__Supplied material__.
......

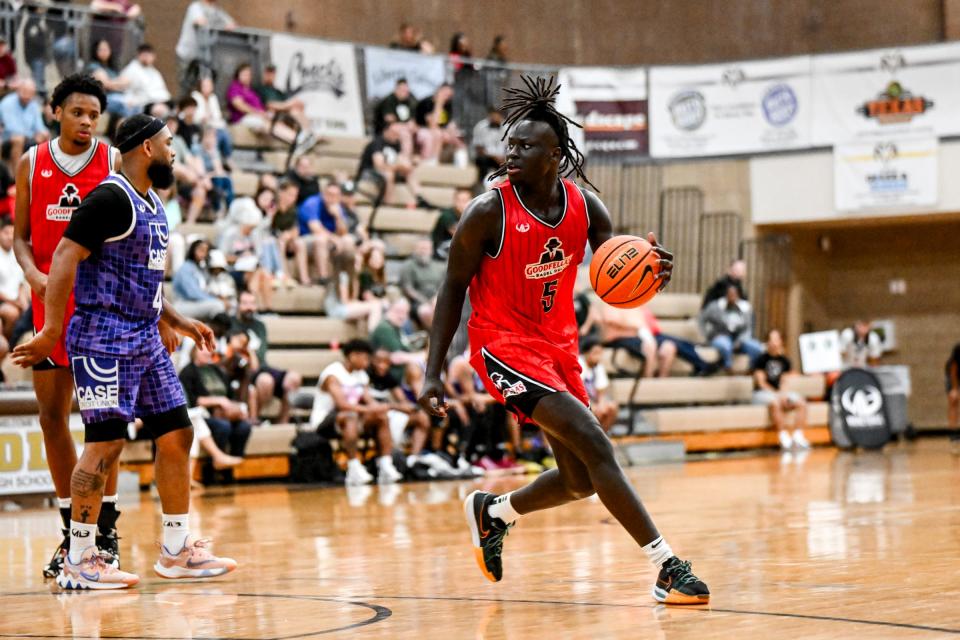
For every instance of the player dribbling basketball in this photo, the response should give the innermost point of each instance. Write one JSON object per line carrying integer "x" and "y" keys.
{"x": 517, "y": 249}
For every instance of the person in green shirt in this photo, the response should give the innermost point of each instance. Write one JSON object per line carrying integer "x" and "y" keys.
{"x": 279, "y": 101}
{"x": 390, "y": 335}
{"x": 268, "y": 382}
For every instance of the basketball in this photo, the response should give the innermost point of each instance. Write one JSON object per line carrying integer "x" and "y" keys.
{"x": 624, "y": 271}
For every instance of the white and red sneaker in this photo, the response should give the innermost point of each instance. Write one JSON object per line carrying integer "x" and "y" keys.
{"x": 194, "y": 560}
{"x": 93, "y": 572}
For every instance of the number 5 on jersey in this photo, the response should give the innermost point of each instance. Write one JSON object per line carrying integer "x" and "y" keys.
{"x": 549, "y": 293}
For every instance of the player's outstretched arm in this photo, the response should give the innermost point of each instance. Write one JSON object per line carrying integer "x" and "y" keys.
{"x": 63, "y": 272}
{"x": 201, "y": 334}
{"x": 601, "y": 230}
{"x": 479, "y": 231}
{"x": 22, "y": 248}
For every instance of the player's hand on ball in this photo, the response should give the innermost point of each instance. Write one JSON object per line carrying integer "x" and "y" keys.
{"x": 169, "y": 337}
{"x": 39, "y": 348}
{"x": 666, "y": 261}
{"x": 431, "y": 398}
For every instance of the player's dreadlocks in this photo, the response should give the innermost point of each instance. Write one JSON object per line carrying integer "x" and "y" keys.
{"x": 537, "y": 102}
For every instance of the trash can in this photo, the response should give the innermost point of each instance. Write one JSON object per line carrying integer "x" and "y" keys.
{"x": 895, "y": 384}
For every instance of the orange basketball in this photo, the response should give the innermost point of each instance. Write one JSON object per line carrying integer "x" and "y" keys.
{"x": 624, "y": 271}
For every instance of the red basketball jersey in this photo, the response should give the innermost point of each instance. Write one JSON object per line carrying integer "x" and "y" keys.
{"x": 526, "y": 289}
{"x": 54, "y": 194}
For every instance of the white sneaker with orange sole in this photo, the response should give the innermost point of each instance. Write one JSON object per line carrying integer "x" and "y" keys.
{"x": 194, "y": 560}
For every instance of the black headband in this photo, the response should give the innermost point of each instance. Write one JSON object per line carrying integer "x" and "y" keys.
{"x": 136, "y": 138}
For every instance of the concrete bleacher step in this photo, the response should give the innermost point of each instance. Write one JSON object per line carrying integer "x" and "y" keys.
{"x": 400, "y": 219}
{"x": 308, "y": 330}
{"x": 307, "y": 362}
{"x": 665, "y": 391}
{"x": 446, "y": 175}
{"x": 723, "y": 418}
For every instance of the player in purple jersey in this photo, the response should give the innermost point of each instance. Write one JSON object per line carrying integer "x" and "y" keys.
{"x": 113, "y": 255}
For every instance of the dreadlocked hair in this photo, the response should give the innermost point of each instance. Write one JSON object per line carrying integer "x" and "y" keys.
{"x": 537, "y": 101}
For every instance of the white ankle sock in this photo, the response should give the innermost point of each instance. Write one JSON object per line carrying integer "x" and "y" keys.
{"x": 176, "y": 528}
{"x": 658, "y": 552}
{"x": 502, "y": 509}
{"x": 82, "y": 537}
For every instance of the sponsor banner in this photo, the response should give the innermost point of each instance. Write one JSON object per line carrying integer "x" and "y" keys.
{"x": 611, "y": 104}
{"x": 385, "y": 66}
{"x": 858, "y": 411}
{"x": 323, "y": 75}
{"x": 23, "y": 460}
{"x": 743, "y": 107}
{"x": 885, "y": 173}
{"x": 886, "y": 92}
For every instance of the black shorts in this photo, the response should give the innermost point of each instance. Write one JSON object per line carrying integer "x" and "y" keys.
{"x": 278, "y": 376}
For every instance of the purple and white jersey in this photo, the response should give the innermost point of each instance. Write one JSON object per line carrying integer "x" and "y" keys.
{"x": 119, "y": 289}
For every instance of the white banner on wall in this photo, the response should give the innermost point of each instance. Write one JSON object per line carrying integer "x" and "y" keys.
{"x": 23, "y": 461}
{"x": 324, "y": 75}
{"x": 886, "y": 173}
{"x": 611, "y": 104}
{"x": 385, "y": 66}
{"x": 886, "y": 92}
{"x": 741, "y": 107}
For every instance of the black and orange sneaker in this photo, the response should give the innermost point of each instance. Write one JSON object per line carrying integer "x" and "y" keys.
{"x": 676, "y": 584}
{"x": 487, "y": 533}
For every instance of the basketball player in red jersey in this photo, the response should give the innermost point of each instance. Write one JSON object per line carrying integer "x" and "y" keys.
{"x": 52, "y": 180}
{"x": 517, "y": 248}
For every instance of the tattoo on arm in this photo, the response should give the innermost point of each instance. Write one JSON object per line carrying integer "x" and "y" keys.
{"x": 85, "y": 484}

......

__The task__.
Please write out all the rows above word for word, leaving out the pictures.

__Right answer__.
For every instance of the player dribbling basketball in this photo, the response should give the innermost point of each instance. Write one JSON object per line carrying integer "x" and "y" keys.
{"x": 517, "y": 249}
For every instance of the person in green shirt in this photo, the response should give the innermost point of each instance. Write one JSON object per line carrying integer "x" and "y" keys.
{"x": 279, "y": 101}
{"x": 390, "y": 335}
{"x": 268, "y": 382}
For every instance of the basketball in this photo, the response should give the innermost point of each instance. Write one JSON object per line carrying integer "x" and "y" keys.
{"x": 624, "y": 271}
For every instance of the white and red sneaker in this photo, the response should give the innermost point of each instance. Write one JSON object per line carrying integer "x" and "y" keys.
{"x": 194, "y": 560}
{"x": 93, "y": 572}
For every instance of the number 5 on jersey in this photo, the response should give the innermost point of each instance. Write one JSON object per line carrying integer "x" and "y" keys.
{"x": 549, "y": 293}
For every instance of the player's outstretched arm in this photo, the response should give the innermost point of each instance. Write one JSON object per line carrying integer "x" and "y" keys.
{"x": 63, "y": 272}
{"x": 201, "y": 334}
{"x": 601, "y": 230}
{"x": 479, "y": 231}
{"x": 22, "y": 248}
For every instance of the player's hand on ball in this photo, the response should give the innermost point of each instance. Write one JSON object per line carrying integer "x" and "y" keys.
{"x": 169, "y": 337}
{"x": 39, "y": 348}
{"x": 666, "y": 261}
{"x": 431, "y": 398}
For every instance of the player's dreadlocks in this photo, the response should give the innermost point of each instance. Write one JSON object per line carrying integer "x" and "y" keys.
{"x": 537, "y": 102}
For every instance of the trash can in this photo, the response should give the innermost point of each instance. Write one JSON object per line carrying integer "x" and "y" keys.
{"x": 895, "y": 384}
For every instance of the orange basketball in this photo, the response should give the innermost point of each instance. Write one JSON object per line carrying integer "x" and "y" keys.
{"x": 624, "y": 271}
For every instance of the red basketball jersey in this photo, the response should give the innermost point of each instance. Write one JSON object per line carrying integer "x" and "y" keys.
{"x": 526, "y": 289}
{"x": 54, "y": 194}
For every instance of the white sneaker with orange sole in this photo, the response should give the innermost point of each instance. Write one JSON object per line carrying integer "x" and "y" keys.
{"x": 194, "y": 560}
For every instance of the black headband in this photo, the response should give the innermost point of each instance. Write one JSON object per line carrying integer "x" and "y" keys.
{"x": 136, "y": 138}
For every instance of the concrete bleacher step in this photo, the response should give the innermost point of each instance. Write one JSON object per line carrying integer "x" and "y" keys.
{"x": 400, "y": 219}
{"x": 308, "y": 330}
{"x": 307, "y": 362}
{"x": 665, "y": 391}
{"x": 446, "y": 175}
{"x": 723, "y": 418}
For every instance of the player in purple jersey in this photo, the response should give the innermost point of each instance. Write one JSON object per line carrying integer "x" and "y" keys.
{"x": 113, "y": 255}
For every instance of the dreadlocked hair in this photo, the response should give the innermost point of each instance. Write one JSON object per line carrying integer "x" and "y" keys.
{"x": 537, "y": 101}
For every instance of the white ankle sock in this photo, the response should give the innermost point of each instance. Write one JSON object per line carrying integer "x" and "y" keys.
{"x": 176, "y": 528}
{"x": 658, "y": 552}
{"x": 502, "y": 509}
{"x": 82, "y": 537}
For every instance of the sponsor banner in this photo, the response should give the innermost point of each instance. Write one JSON object per line carrying integer "x" and "y" keys.
{"x": 611, "y": 104}
{"x": 385, "y": 66}
{"x": 858, "y": 411}
{"x": 323, "y": 75}
{"x": 23, "y": 460}
{"x": 743, "y": 107}
{"x": 885, "y": 173}
{"x": 886, "y": 92}
For every instance of the black shorts in this photo, the response should give the innermost point of each instance. Write one JSON object per line carrying integer "x" and "y" keys.
{"x": 278, "y": 376}
For every instance of the purple and white jersey in this photo, the response should give the innermost point of each instance. Write one JSON object per line carrying integer "x" and "y" keys.
{"x": 119, "y": 289}
For every instance of the white banner on wall in this photo, the response should give the innermost point of each instance. Write one JSON object per line carrying integer "x" and "y" keys.
{"x": 23, "y": 461}
{"x": 324, "y": 75}
{"x": 886, "y": 173}
{"x": 611, "y": 104}
{"x": 385, "y": 66}
{"x": 886, "y": 92}
{"x": 741, "y": 107}
For every instance of the black and orange sneaker in this photo, the response should give the innermost point of each instance. Write one JSON object per line carrying integer "x" and "y" keys.
{"x": 676, "y": 584}
{"x": 487, "y": 533}
For every instance of the basketball player in red jersey in this photo, the response should give the innermost point of each instance. Write one JSON object per line carrying integer "x" and "y" keys.
{"x": 52, "y": 180}
{"x": 517, "y": 248}
For every instance of the tattoo on arm in this photo, the response should give the innermost point of each instance. Write one JSON object per line carrying integer "x" and "y" keys.
{"x": 85, "y": 484}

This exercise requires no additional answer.